• EXTRACTED RECORDS:

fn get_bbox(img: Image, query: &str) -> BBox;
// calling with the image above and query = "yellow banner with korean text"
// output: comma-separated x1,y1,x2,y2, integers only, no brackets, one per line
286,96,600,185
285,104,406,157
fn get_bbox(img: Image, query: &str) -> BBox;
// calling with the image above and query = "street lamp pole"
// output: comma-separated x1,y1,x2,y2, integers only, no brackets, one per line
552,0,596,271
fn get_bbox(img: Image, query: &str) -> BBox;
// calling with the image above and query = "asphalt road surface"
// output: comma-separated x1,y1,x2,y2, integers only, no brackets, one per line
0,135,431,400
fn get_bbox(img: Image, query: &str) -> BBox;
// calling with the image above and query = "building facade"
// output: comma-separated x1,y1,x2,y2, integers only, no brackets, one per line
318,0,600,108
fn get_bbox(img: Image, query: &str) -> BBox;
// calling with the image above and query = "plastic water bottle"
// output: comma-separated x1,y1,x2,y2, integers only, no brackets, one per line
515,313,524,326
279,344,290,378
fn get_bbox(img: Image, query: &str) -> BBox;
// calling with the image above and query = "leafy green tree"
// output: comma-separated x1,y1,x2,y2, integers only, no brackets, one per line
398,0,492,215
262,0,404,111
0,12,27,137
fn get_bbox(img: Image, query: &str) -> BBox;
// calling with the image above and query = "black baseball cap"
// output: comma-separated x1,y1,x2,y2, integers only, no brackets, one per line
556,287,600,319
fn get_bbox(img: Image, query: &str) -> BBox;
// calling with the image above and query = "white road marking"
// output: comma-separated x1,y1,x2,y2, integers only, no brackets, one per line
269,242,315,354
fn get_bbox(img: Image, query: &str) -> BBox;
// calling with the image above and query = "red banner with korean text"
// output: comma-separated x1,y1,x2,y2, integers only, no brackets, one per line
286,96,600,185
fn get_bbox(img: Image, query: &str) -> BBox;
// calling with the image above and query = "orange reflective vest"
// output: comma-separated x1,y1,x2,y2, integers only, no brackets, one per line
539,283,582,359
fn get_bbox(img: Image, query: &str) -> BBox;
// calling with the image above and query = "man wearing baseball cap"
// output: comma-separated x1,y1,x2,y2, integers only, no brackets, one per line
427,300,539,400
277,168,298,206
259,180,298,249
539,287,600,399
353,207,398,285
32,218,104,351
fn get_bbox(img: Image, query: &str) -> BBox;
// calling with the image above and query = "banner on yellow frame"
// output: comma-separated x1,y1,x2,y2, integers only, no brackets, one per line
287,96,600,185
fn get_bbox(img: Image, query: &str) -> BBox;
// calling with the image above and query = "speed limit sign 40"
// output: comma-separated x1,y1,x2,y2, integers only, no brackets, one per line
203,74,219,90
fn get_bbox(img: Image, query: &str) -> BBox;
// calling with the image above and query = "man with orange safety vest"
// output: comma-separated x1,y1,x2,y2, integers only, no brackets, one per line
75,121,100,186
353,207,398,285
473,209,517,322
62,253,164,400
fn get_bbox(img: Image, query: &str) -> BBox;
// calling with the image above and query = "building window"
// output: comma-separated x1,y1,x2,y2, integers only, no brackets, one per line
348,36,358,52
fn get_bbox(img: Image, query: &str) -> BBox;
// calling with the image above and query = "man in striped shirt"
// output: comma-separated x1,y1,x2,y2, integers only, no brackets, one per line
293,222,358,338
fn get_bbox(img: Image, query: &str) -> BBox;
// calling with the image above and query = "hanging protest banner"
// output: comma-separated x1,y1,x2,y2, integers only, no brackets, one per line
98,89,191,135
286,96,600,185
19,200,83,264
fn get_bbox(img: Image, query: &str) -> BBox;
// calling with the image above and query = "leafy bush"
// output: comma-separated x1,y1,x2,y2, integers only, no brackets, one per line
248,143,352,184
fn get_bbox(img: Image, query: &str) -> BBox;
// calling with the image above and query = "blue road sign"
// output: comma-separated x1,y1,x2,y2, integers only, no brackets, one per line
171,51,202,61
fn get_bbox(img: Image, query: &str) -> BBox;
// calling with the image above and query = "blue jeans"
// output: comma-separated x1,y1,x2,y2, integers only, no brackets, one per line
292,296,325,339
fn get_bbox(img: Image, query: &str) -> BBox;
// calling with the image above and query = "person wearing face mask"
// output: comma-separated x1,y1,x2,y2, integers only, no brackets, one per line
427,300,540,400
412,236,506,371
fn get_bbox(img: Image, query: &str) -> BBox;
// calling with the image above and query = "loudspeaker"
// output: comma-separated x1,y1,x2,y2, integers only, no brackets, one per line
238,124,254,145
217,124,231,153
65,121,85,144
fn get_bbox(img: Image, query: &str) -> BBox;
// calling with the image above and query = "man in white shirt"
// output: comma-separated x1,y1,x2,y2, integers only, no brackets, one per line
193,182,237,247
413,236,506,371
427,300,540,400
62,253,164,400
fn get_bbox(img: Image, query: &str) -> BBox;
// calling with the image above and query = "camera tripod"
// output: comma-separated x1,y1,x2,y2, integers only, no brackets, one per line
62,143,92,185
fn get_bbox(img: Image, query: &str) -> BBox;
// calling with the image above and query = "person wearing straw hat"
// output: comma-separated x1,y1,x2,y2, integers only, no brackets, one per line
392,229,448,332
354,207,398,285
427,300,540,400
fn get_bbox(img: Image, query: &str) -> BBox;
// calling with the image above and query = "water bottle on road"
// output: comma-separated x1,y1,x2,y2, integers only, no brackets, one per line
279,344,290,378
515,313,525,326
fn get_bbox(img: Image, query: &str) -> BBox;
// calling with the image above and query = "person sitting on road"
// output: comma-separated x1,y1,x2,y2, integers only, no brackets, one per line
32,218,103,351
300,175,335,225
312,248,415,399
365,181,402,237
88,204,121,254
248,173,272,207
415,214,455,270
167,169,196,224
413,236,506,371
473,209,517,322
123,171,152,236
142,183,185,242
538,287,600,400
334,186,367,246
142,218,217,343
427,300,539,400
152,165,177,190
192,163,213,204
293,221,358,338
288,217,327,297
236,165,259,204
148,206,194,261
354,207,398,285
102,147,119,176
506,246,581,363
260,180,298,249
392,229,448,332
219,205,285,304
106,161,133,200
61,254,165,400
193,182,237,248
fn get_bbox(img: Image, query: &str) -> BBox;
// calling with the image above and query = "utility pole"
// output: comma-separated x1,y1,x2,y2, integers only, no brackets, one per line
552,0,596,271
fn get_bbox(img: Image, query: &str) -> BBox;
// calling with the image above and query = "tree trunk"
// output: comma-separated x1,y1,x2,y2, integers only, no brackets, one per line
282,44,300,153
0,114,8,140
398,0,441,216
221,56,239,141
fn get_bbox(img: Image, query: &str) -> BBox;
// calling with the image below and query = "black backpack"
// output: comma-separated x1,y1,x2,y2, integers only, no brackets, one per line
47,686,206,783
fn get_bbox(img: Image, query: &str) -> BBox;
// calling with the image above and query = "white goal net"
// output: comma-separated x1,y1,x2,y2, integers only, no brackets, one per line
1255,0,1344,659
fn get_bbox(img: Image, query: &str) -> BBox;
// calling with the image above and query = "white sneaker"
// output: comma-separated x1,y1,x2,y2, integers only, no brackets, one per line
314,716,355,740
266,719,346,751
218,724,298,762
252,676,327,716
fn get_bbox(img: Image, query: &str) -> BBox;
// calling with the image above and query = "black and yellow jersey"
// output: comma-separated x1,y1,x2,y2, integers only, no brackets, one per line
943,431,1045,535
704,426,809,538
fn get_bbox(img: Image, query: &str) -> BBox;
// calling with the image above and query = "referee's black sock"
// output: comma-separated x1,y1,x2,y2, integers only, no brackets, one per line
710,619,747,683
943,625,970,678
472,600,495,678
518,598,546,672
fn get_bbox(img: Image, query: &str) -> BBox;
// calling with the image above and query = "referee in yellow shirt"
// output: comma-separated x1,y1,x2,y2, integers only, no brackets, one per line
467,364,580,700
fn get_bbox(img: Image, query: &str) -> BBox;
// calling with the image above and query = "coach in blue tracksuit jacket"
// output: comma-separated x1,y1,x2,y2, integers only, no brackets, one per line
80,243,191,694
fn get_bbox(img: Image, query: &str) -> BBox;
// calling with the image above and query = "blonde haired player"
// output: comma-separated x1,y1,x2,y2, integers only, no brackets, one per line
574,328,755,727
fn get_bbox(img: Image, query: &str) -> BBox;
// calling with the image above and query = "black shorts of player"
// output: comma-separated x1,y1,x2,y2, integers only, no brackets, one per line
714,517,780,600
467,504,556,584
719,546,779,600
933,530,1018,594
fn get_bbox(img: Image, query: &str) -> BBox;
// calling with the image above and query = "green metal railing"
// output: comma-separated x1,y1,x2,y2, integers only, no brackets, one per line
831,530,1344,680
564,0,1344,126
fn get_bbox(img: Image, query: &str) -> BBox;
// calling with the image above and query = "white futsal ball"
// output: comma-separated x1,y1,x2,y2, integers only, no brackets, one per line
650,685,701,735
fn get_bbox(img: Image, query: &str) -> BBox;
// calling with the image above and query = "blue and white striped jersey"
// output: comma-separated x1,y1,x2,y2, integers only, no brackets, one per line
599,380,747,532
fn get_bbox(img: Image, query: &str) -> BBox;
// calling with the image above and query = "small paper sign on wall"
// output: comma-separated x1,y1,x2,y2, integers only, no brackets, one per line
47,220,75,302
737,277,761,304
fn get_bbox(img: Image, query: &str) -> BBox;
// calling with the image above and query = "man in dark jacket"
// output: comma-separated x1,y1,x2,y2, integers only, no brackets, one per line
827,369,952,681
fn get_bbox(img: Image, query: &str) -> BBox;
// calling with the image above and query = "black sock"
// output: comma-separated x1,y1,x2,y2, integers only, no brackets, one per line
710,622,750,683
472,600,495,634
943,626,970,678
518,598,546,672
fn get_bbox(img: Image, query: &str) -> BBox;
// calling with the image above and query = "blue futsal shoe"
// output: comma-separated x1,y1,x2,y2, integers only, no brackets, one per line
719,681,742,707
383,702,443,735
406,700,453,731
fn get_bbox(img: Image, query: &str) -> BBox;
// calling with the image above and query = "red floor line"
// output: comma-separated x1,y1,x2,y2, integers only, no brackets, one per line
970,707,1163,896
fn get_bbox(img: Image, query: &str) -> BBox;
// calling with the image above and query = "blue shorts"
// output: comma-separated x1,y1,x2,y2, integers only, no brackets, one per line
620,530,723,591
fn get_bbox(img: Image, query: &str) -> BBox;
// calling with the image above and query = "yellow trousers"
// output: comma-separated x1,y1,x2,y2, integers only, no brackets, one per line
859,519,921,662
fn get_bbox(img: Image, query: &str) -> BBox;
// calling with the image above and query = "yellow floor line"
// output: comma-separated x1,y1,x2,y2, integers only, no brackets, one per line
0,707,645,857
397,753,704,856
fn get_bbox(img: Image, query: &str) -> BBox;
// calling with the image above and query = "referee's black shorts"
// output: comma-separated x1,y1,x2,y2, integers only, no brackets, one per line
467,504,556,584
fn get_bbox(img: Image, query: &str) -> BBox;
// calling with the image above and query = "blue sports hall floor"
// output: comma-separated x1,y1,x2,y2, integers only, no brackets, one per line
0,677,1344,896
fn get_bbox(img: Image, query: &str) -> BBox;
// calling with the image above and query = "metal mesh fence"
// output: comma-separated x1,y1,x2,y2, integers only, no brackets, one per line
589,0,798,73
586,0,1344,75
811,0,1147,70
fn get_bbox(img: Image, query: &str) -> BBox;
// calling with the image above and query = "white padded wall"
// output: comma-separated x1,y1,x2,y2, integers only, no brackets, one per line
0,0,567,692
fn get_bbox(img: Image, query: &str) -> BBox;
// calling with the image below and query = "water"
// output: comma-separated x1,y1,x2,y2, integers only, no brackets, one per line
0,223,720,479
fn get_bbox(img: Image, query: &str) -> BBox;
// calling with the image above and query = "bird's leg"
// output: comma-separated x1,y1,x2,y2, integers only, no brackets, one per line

• GOAL: Return the material word for word, starting at its very first line and ending at the line that contains "539,283,582,359", with that line included.

• RESPONSE BELOW:
fn get_bbox(img: Image, query: &str) -> BBox;
// calling with the image above and query = "yellow banner with korean text"
// output: comma-separated x1,y1,x2,y2, integers only, no brackets, one per line
286,96,600,185
285,104,406,157
fn get_bbox(img: Image, query: &str) -> BBox;
// calling with the image above and query = "street lamp pole"
// output: comma-separated x1,y1,x2,y2, integers only, no brackets, one per line
552,0,596,271
fn get_bbox(img: Image, query: &str) -> BBox;
// calling with the image above and query = "asphalt road surface"
// output: comma-separated x1,y1,x2,y2, integers only, no brackets, one per line
0,135,431,400
fn get_bbox(img: Image, query: &str) -> BBox;
// calling with the image above and query = "building facade"
// output: comma-separated x1,y1,x2,y2, integers only, no brackets, one per line
318,0,600,108
fn get_bbox(img: Image, query: &str) -> BBox;
// calling with the image above and query = "plastic water bottle"
// output: comma-separated x1,y1,x2,y2, integers only, no brackets, one per line
515,313,524,326
279,344,290,378
fn get_bbox(img: Image, query: &str) -> BBox;
// calling with the image above and query = "leafy green tree"
// output: comma-separated x1,y1,x2,y2, integers only, no brackets, one per line
398,0,492,215
262,0,404,111
0,12,27,137
fn get_bbox(img: Image, query: &str) -> BBox;
// calling with the image above and query = "black baseball cap"
// output: comma-separated x1,y1,x2,y2, integers only, no brackets, one per line
556,287,600,319
fn get_bbox(img: Image, query: &str) -> BBox;
// calling with the image above and query = "white road marking"
// output: comma-separated x1,y1,x2,y2, integers only, no brackets, one per line
269,242,315,354
fn get_bbox(img: Image, query: &str) -> BBox;
// calling with the image above and query = "red banner with korean text"
// output: comma-separated x1,y1,x2,y2, integers only, no brackets, one per line
286,96,600,185
fn get_bbox(img: Image, query: &str) -> BBox;
// calling with the image above and query = "orange reflective vest"
// output: comma-separated x1,y1,x2,y2, integers only, no brackets, one per line
539,283,582,359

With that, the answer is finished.